**WHAT IS EXPECTED:** Rewrite the records below as a numbered list, from the line that contains "If you could indicate the truck" through the line that contains "point(623, 776)", both included, and omit any blank lines.

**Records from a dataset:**
:::
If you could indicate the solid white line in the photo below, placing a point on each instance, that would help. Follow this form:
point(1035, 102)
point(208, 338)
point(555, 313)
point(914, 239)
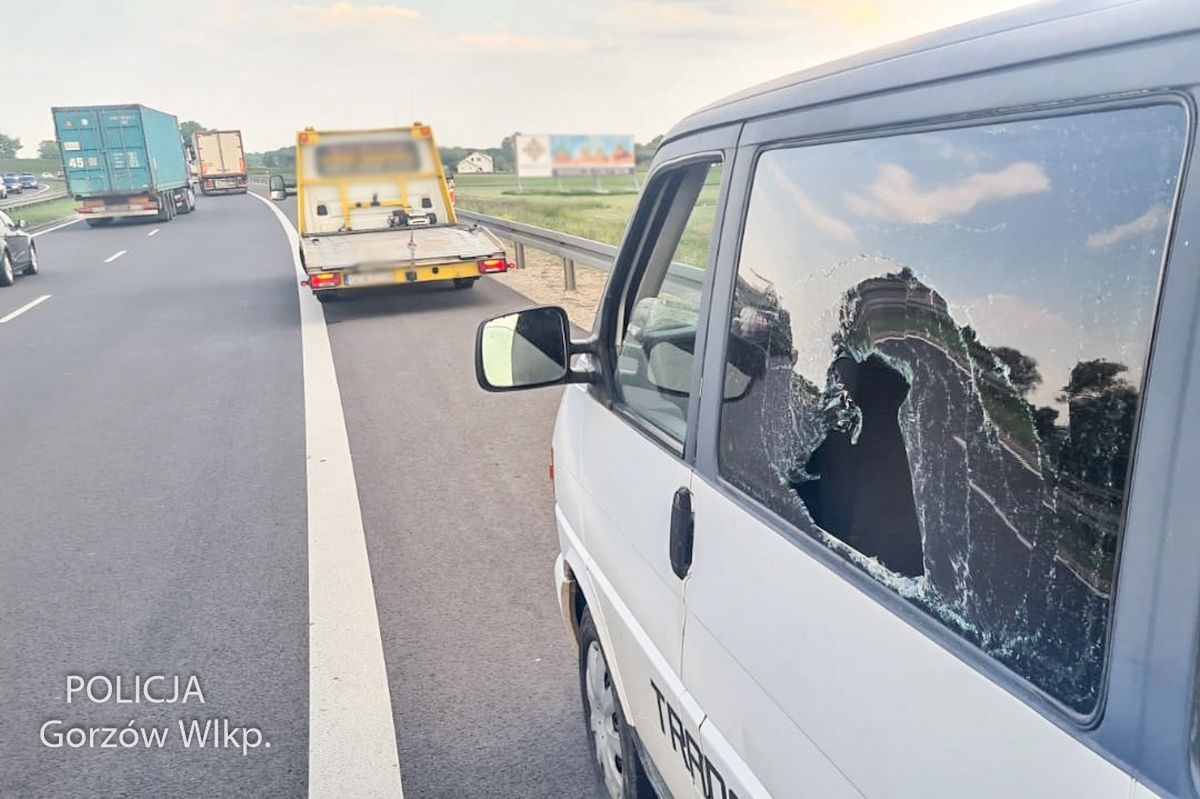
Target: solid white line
point(24, 308)
point(352, 738)
point(58, 227)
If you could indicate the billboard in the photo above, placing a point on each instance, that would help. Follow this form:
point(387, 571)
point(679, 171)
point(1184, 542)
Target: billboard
point(562, 155)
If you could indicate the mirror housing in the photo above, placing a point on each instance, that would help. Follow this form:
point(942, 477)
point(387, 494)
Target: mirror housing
point(526, 349)
point(277, 188)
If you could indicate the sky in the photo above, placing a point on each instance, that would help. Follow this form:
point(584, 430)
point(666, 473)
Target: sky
point(474, 70)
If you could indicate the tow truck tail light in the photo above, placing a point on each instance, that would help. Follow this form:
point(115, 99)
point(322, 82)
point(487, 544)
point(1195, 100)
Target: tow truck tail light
point(325, 280)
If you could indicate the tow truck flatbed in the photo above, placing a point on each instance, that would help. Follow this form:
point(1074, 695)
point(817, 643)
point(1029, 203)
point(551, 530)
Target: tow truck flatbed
point(377, 250)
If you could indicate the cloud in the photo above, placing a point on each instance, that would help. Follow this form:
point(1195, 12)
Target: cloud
point(894, 196)
point(1149, 222)
point(676, 18)
point(510, 42)
point(352, 14)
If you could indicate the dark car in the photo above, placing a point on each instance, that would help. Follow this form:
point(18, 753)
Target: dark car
point(17, 251)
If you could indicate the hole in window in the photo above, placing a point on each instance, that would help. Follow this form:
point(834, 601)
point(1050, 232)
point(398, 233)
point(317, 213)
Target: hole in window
point(941, 340)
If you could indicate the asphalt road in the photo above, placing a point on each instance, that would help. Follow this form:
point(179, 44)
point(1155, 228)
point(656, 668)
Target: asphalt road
point(24, 196)
point(154, 520)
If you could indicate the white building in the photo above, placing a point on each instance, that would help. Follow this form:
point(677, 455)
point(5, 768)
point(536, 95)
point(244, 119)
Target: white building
point(475, 162)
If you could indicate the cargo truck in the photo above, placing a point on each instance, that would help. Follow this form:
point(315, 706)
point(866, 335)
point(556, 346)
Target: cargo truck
point(222, 162)
point(373, 209)
point(124, 161)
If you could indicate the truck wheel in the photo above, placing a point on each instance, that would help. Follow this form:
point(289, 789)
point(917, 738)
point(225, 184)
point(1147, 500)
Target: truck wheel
point(33, 269)
point(6, 276)
point(613, 752)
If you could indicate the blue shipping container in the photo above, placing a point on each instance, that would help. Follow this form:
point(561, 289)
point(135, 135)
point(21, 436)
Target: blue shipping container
point(119, 150)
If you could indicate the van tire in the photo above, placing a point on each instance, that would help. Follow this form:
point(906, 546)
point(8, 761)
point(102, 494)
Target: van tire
point(623, 776)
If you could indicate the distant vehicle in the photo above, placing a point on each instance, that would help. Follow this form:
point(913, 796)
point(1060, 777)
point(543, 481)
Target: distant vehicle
point(18, 253)
point(876, 475)
point(222, 162)
point(375, 210)
point(124, 161)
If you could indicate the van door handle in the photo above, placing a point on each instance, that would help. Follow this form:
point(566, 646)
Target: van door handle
point(683, 529)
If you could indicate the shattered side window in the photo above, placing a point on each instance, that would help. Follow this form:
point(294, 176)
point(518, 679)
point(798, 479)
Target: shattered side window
point(941, 340)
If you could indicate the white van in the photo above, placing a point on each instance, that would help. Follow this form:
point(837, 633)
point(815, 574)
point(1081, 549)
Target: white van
point(875, 479)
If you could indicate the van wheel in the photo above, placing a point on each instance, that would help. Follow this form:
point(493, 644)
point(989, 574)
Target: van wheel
point(609, 736)
point(6, 274)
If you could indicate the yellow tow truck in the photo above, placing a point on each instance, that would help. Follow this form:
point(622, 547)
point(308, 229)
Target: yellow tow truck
point(375, 209)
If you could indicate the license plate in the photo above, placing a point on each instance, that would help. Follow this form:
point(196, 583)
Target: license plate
point(369, 278)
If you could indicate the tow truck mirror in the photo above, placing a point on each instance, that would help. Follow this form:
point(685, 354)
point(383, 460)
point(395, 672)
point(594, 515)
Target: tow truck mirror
point(523, 350)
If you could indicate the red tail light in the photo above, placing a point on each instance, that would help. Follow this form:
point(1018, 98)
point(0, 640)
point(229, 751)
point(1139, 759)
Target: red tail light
point(325, 280)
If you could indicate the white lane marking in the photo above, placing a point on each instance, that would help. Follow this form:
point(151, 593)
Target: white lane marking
point(58, 227)
point(352, 738)
point(24, 308)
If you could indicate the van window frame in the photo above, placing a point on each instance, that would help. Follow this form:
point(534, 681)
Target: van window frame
point(636, 246)
point(707, 457)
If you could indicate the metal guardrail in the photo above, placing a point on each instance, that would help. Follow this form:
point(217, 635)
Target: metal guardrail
point(682, 280)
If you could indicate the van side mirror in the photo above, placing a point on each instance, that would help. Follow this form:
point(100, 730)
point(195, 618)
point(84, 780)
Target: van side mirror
point(279, 190)
point(523, 350)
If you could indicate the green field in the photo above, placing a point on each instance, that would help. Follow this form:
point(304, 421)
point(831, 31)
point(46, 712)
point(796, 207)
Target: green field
point(574, 205)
:::
**TASK SOLUTION:**
1. If you could indicate the truck wheel in the photo above, placing a point on each instance, that would help. Follow this form:
2. point(289, 789)
3. point(917, 738)
4. point(225, 184)
5. point(1147, 500)
6. Target: truck wheel
7. point(33, 269)
8. point(6, 276)
9. point(613, 752)
10. If you could indicate the blue shipping container in the photo above, placing a point on each instance, that would help. Follow this form:
11. point(561, 289)
12. point(135, 135)
13. point(21, 436)
14. Target: blue shipping container
15. point(119, 150)
16. If you could indicate the van tire in the photo above, placing a point on each instance, that would help. Follow this form:
17. point(906, 546)
18. point(8, 761)
19. point(102, 494)
20. Target: van tire
21. point(623, 776)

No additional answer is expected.